We use laser-cooled cesium atoms in atomic fountains to perform precision measurements. Efforts have been ongoing for about a decade to measure the fine structure constant a and local gravity g with sensitivity and accuracy higher than any previous method.
Atoms in magneto-optic traps are launched in moving optical molasses with a temperature of about 2 mK. The temperature can further be reduced through Raman sideband cooling in a moving optical lattice to about 150 nK. These atoms then enter a magnetically well-shielded region where atom interferometry is performed.
Beamsplitters and mirrors for the interferometer are formed by pulses of laser light which drive velocity selective stimulated Raman transitions between magnetic field insensitive hyperfine ground states. The use of ultra-cold atoms, atomic fountains and hyperfine ground states allow interrogation time of up to 1 second thereby improving the precision of such measurements by orders of magnitude. Details>> [Top]
We are currently working on producing a BEC of 87Rb. Our apparatus has several unique features which should allow us to produce Bose-condensed atoms at an unprecedented rate: First, we will use 3D Raman Sideband cooling in optical lattices as a precooling stage to evaporation in a conventional magnetic trap. We hope to demonstrate that a large BEC can be produced fast enough to permit the use of a single vapor cell with modest background pressure, removing the need for complicated double MOT or Zeeman slower-based systems. Our apparatus also incorporates a double magnetic trap design, which will give us the possibility of extreme adiabatic compression of our sample before evaporation, potentially shortening the evaporation time even further.

————

### Request 1:
According to the passage on laser-cooled atoms, to what temperature can Raman sideband cooling in a moving optical lattice reduce the atoms?
The listing that comes next has no connection to the passage on laser-cooled atoms.

(Rows taken from a pointing dataset)
————

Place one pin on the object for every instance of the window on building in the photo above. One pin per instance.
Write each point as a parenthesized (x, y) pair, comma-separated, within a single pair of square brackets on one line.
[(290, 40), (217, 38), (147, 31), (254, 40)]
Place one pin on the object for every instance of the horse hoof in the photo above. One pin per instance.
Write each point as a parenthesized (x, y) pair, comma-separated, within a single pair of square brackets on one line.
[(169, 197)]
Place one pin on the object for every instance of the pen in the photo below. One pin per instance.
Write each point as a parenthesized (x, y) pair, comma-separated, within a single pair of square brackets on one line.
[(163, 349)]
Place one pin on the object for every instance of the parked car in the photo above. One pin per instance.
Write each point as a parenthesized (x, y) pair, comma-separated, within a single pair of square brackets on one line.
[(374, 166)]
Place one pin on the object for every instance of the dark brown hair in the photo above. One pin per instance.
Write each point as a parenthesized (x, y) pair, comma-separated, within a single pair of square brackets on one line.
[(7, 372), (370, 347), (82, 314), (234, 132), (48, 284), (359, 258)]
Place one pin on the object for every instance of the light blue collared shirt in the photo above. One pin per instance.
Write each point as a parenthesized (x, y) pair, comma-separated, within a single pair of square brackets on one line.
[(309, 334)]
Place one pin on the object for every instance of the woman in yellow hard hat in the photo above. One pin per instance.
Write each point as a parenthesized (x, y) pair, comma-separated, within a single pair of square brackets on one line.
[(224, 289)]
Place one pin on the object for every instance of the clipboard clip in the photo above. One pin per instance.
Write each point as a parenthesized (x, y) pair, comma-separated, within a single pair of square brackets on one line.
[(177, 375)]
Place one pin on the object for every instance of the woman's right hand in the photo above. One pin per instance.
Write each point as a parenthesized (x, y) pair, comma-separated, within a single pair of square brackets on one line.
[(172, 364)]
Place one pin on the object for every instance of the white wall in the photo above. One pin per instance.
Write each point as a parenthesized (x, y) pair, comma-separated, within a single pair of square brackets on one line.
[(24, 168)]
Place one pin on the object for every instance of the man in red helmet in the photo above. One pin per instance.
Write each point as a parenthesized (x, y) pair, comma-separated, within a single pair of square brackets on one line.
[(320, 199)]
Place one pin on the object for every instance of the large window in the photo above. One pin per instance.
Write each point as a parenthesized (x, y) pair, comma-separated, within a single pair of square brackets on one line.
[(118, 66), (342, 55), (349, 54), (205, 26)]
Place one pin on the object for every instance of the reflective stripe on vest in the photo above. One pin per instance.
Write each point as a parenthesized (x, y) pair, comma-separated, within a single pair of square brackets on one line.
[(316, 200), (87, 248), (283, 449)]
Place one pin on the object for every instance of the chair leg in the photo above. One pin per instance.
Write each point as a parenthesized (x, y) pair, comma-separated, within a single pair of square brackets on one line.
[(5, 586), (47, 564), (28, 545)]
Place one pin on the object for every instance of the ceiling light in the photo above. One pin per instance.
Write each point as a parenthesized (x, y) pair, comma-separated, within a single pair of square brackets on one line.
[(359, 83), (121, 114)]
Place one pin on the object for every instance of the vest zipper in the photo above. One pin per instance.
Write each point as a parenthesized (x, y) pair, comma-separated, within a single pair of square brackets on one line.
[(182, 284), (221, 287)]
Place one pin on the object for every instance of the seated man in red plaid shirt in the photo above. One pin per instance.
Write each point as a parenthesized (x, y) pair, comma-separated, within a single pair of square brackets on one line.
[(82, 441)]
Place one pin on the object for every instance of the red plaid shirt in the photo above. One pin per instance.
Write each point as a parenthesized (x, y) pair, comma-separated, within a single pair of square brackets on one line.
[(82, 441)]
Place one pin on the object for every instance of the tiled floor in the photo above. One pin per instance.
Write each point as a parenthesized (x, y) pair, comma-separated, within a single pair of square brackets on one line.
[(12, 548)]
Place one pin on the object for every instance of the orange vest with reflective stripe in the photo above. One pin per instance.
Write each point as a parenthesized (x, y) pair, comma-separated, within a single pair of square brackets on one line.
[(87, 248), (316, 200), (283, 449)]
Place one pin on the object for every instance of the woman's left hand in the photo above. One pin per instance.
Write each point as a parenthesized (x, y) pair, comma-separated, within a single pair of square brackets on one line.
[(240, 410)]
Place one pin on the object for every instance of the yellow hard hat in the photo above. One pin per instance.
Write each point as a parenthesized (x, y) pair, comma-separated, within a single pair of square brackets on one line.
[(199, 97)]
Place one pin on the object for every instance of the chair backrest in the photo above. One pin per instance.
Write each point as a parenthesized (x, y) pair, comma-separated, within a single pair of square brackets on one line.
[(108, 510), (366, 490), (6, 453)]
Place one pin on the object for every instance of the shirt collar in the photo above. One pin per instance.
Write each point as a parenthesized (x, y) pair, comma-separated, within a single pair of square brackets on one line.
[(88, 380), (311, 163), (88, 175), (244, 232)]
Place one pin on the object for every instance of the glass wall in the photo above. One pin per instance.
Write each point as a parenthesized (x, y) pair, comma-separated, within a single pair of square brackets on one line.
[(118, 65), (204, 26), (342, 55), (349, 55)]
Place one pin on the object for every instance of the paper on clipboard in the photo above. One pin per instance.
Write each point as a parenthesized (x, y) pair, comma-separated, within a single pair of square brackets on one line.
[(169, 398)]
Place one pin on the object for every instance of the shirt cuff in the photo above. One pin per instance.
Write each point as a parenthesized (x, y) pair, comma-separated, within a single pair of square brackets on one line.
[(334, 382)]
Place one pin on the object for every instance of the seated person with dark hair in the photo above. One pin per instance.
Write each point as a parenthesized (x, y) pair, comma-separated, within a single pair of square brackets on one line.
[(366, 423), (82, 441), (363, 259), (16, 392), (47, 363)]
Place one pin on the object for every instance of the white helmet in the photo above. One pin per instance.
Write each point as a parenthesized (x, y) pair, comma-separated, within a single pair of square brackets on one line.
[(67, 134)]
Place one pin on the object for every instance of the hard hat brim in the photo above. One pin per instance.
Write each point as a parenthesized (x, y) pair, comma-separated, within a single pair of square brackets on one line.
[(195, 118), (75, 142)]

————

### Request 2:
In the listing, switch "pin" to "marker" throughout the part that opens with the line containing "the seated person" and closes with the line containing "[(67, 134)]", changing nothing else. Return only those lines.

### Complete output 1:
About 150 nK.

### Complete output 2:
Place one marker on the object for every instance of the seated person with dark hair in the photo above. One marker per instance.
Write each point as a parenthesized (x, y) pair, comma-separated, within a single pair of square brackets on one line.
[(366, 423), (82, 441), (363, 259), (16, 392), (47, 363)]
Place one marker on the object for every instance of the white helmet in the photo above. One marker per instance.
Write each point as a parenthesized (x, y) pair, comma-separated, within a single pair of square brackets on one line.
[(67, 134)]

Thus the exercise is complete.